## Work item
The entries that follow must be given again exactly, with no pictures kept.

Referring expression data:
*****

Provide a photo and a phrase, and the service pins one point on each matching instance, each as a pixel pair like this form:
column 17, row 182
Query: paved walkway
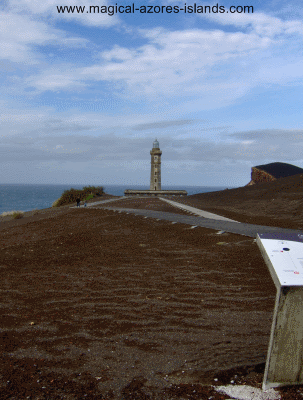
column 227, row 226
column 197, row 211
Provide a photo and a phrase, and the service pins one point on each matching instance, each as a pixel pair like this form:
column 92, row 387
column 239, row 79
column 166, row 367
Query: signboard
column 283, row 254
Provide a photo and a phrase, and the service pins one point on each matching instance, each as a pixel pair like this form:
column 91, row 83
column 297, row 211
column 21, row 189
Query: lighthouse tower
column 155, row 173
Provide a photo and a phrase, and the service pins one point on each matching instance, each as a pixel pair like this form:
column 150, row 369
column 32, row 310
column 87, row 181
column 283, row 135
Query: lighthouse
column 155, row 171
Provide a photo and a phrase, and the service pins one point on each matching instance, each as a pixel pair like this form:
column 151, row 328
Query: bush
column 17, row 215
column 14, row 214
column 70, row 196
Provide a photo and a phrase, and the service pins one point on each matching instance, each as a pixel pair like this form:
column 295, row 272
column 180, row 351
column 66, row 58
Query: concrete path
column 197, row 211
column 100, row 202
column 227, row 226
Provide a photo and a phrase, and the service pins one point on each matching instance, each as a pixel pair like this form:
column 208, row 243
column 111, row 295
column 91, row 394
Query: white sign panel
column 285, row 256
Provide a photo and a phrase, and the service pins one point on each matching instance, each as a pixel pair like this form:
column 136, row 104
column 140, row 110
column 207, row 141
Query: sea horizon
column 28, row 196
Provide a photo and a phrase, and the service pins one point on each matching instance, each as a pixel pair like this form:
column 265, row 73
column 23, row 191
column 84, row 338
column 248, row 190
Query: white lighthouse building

*****

## Answer to this exercise
Provide a photo and a phrase, and the service pins one point on each matching instance, each as a pixel pair like this form:
column 17, row 182
Query: paved walkway
column 227, row 226
column 197, row 211
Provide a photo and a phrase, and the service pins one point on each matching instance, each as a pixel pair like this form:
column 92, row 387
column 239, row 79
column 166, row 367
Query: signboard
column 283, row 254
Provide a photo and a phrase, and the service pins one point on each matching instance, each as a pixel pair like this form:
column 91, row 83
column 297, row 211
column 21, row 189
Query: lighthouse tower
column 155, row 173
Provide a photo and a phrase, and the service pins one point on each matching instance, each as a pixel pair like this form:
column 150, row 369
column 32, row 310
column 87, row 181
column 283, row 135
Query: lighthouse
column 155, row 171
Provide a photo and a phrase, and the service pins one point on each matching instance, each as a pixel pair like this form:
column 151, row 328
Query: bush
column 17, row 215
column 14, row 214
column 70, row 196
Provide a photo and a phrase, and the service pins one point on each matching instance, each as a pixel pair like this form:
column 295, row 272
column 180, row 351
column 66, row 58
Query: concrete path
column 197, row 211
column 100, row 202
column 227, row 226
Provide a photo and a phrase, and the service pins one point on each matching instance, each as a pixel pair like this form:
column 208, row 243
column 111, row 295
column 91, row 394
Query: white sign panel
column 285, row 256
Provide a photo and a phrase, and the service pins one point on each matching instance, each as a pixel pair like this form:
column 136, row 104
column 140, row 110
column 207, row 141
Query: sea horizon
column 28, row 196
Provide a photo and a phrase, and the service pins one point on each matching instance, each as a pixel pair like this form:
column 265, row 73
column 23, row 191
column 84, row 338
column 248, row 190
Query: white lighthouse building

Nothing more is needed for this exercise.